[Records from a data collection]
______________________________

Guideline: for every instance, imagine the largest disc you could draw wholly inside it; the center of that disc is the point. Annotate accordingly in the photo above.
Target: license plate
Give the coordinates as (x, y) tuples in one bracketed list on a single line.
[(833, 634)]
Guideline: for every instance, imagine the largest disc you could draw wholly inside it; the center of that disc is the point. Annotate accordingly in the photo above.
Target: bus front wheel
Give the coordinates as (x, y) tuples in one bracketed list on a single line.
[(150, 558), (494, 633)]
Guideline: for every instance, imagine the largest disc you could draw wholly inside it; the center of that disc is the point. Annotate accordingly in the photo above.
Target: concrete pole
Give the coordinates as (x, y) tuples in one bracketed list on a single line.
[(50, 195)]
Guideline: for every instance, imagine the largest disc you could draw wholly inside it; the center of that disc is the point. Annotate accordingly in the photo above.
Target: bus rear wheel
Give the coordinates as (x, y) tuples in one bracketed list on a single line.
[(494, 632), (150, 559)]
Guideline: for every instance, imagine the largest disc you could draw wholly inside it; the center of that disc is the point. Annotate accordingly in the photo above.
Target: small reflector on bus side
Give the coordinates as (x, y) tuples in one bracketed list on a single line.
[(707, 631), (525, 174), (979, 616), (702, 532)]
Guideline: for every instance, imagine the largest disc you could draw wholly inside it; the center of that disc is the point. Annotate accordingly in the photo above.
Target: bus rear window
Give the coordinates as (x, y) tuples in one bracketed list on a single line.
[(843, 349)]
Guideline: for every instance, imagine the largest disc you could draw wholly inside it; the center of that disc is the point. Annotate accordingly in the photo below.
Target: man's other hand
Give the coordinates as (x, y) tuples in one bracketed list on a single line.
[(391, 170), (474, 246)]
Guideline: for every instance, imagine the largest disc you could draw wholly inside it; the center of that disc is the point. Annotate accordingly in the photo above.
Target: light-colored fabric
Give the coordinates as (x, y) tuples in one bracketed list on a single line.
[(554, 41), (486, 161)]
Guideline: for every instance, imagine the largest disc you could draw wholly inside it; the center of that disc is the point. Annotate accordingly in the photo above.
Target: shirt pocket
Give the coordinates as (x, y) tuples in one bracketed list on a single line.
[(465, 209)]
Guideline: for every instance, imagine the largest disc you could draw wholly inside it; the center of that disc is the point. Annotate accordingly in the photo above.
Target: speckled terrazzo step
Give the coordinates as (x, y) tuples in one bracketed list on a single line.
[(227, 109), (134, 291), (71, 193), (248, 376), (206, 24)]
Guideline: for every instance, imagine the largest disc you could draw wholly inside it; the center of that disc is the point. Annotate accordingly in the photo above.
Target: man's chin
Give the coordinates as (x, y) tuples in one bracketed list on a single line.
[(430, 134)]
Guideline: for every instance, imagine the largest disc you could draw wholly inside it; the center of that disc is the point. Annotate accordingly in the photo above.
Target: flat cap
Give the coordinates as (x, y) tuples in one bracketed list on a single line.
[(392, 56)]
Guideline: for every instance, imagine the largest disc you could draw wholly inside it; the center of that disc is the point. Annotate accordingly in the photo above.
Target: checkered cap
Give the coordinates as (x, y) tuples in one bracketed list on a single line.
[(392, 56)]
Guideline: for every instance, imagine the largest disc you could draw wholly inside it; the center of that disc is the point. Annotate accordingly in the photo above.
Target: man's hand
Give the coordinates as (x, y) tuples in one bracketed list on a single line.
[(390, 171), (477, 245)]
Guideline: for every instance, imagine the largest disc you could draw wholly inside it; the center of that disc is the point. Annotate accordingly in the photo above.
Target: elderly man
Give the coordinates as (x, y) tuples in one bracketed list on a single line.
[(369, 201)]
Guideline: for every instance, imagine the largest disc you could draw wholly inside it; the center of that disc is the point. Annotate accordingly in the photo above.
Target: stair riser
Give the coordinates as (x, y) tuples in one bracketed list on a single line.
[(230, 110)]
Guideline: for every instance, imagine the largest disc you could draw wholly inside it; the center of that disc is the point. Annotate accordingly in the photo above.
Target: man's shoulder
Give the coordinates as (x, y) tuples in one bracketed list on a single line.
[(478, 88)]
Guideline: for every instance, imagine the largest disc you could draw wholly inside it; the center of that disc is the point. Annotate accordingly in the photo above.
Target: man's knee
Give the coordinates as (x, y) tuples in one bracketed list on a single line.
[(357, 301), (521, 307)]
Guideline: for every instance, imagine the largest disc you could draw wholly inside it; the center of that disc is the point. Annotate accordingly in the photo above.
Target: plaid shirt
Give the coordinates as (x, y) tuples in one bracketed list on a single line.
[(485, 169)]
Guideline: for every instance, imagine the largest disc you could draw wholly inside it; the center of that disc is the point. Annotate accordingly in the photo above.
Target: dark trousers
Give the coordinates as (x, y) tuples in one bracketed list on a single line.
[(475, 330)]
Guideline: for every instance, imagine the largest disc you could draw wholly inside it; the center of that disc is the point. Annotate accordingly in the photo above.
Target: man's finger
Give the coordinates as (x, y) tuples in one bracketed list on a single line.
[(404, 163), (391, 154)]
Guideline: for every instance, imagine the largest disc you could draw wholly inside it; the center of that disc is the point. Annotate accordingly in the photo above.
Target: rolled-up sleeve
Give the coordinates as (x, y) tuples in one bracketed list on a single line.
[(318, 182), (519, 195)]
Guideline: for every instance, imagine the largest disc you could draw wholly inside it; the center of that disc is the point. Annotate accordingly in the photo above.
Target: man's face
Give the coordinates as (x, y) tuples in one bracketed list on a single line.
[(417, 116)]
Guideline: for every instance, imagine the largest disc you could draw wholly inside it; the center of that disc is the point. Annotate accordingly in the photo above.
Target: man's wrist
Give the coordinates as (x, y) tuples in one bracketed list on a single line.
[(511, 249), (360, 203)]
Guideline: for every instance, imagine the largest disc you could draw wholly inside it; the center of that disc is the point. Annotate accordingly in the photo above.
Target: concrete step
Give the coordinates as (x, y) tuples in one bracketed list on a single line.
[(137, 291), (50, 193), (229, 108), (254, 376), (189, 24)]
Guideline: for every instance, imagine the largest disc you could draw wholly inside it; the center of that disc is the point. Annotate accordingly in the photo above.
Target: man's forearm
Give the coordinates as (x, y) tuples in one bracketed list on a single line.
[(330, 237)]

______________________________

An identical copy of the preceding records should be returned.

Guideline: for every instance, imagine the largest disc you could draw wholly inside it; the center of that disc is the point. Annotate accordingly in the photo above.
Target: license plate
Give the coordinates as (x, y) tuples in one bracketed list on a single line.
[(833, 634)]
Guideline: for every instance, imagine the largest disc you could draw wholly inside it; the center of that disc is the point. Annotate accordingly in the photo above.
Target: bus front wheel
Give the coordinates as (x, y) tuples in one bracketed list on a single line.
[(150, 558), (494, 633)]
Guideline: for every instance, imagine the largest disc you could draw wholly inside it; the center of that disc is the point. Annotate accordingly in the photo above.
Target: concrete pole
Give the coordinates as (x, y) tuples in one bracketed list on a single line.
[(50, 195)]
Guideline: for every instance, imagine the largest disc you could draw wholly inside it; the center of that disc is the point. Annotate accordingly in the photo above.
Target: bus rear wheel
Give the coordinates as (x, y) tuples in one bracketed list on a single line.
[(494, 632), (150, 559)]
Guideline: for every instance, imagine the largest disc you could draw wholly inside it; the center of that disc is the point. Annotate accordingly in the photo above.
Target: small reflector on bus side
Give the coordinates as (x, y) tuples in one bracketed list on a single line.
[(707, 631), (525, 174), (979, 616), (702, 532)]
Guideline: for every instance, imagine the largest disc you could draw wholly inside it; the center of that disc is the point. Annotate accordingly in the photo above.
Target: bus rear window
Give the coordinates as (x, y) tuples in one bracketed list on a single line.
[(843, 349)]
Guideline: for every instance, imagine the largest disc you could draw wholly inside it; the center of that disc is the point. Annotate accordingly in the photo below.
Target: man's other hand
Give the coordinates as (x, y) tuples in one bracketed list on a single line.
[(391, 170), (474, 246)]
Guideline: for every instance, imagine the largest disc you could draw wholly inside it; the center of that disc is the point. Annotate accordingly in the photo above.
Target: light-colored fabric
Give the coordinates as (x, y) tuples in one bracketed list on a single line.
[(554, 41), (486, 161)]
Guideline: for every instance, imagine the largest disc you could draw wholly inside it; the center of that disc is the point. Annotate accordingly in the photo above.
Target: shirt pocket
Give the coordinates as (x, y) tuples in one bracketed list on a single line.
[(465, 209)]
Guideline: for every instance, imagine the largest disc you could draw wholly inside it; the center of that disc is the point. Annotate accordingly in the photo above.
Target: speckled terrazzo step
Give the coordinates as (x, y) tuples in one bracketed list on a single line.
[(227, 109), (134, 291), (71, 193), (248, 376), (206, 24)]
Guideline: for every instance, imagine the largest disc you could draw wholly inside it; the center of that disc is the point. Annotate accordingly in the photo above.
Target: man's chin
Give the coordinates as (x, y) tuples in one bracketed list on a single line.
[(430, 134)]
Guideline: for every instance, imagine the largest disc you could draw wholly inside it; the center of that disc is the point. Annotate accordingly in the photo above.
Target: flat cap
Give the coordinates as (x, y) tuples in one bracketed list on a single line.
[(392, 56)]
Guideline: for every instance, imagine the largest disc you could draw wholly inside it; the center of that disc is the point. Annotate accordingly in the photo above.
Target: checkered cap
Give the coordinates as (x, y) tuples in one bracketed list on a single line.
[(392, 56)]
Guideline: for every instance, imagine the largest disc you could draw wholly inside it; the center of that disc is the point. Annotate accordingly in the photo above.
Target: man's hand
Give the coordinates as (x, y) tuples in one bracketed list on a single line.
[(390, 171), (477, 245)]
Guideline: for every instance, imagine the largest disc you could draw wholly inside it; the center of that disc is the point. Annotate accordingly in the photo above.
Target: elderly man
Give the coordinates as (x, y) tuples in one bracketed list on a single line.
[(369, 201)]
Guideline: for every instance, imagine the largest disc you could draw wholly inside it; the center of that disc is the point. Annotate accordingly in the photo above.
Target: stair riser
Give the coordinates as (x, y) tuples in one bracketed list on a single line.
[(230, 110)]
Guideline: for every instance, imagine the largest disc you could draw wholly inside it; the center of that disc is the point. Annotate accordingly in the photo above.
Target: man's shoulder
Give the coordinates as (x, y) tuples in one bracketed list on a single line.
[(478, 88)]
Guideline: for every instance, imagine the largest disc you could draw wholly inside it; the center of that disc is the point. Annotate accordingly in the photo above.
Target: man's knee
Give the coordinates as (x, y) tuples in one bracketed list on a single line.
[(357, 301), (521, 307)]
Guideline: for every instance, imagine the largest disc you could draw wholly inside it; the center of that disc is the point. Annotate accordingly in the photo above.
Target: plaid shirt
Give the coordinates as (x, y) tuples in one bracketed list on a single line.
[(485, 169)]
Guideline: for every instance, imagine the largest disc you could draw wholly inside it; the center of that disc is the point. Annotate accordingly in the photo above.
Target: dark trousers
Give the coordinates as (x, y) tuples in one bracketed list on a single line.
[(475, 330)]
Guideline: for every instance, imagine the largest disc you could draw wholly inside it; the center of that disc is the point. Annotate accordingly in the photo above.
Target: man's finger
Give the coordinates as (x, y) tuples in one bracketed list on a single line.
[(404, 163), (391, 154)]
Guideline: for every instance, imagine the largest disc you could draw wholly inside it; the center of that disc is the point. Annotate accordingly in the photo above.
Target: rolled-up sleeve
Give the coordinates as (x, y) tuples in one bracketed list on a single line.
[(318, 182), (519, 195)]
Guideline: for every instance, imagine the largest disc you could draw wholly inside it; the center of that disc is the point. Annotate accordingly in the photo above.
Target: man's face
Give the coordinates as (x, y) tuples in one bracketed list on a single line.
[(417, 116)]
Guideline: for every instance, imagine the largest disc you could draw wholly inside it; the center of that disc is the point. Annotate accordingly in the photo above.
Target: man's wrist
Give the coordinates as (x, y) tuples in one bracketed list on a single line.
[(511, 249), (360, 203)]
Guideline: for every instance, imagine the largest disc you could draw wholly inside it; the center of that disc is the point. Annotate accordingly in the photo above.
Target: concrete step
Give the coordinates as (x, y) tuples in one bracketed list on a single line.
[(137, 291), (50, 193), (229, 108), (254, 376), (189, 24)]
Guideline: for every instance, imagine the largest disc you could draw wholly inside it; the center of that disc is the point. Annotate accordingly in the photo above.
Target: man's forearm
Give the coordinates as (x, y) tuples in one bracketed list on a single line.
[(330, 237)]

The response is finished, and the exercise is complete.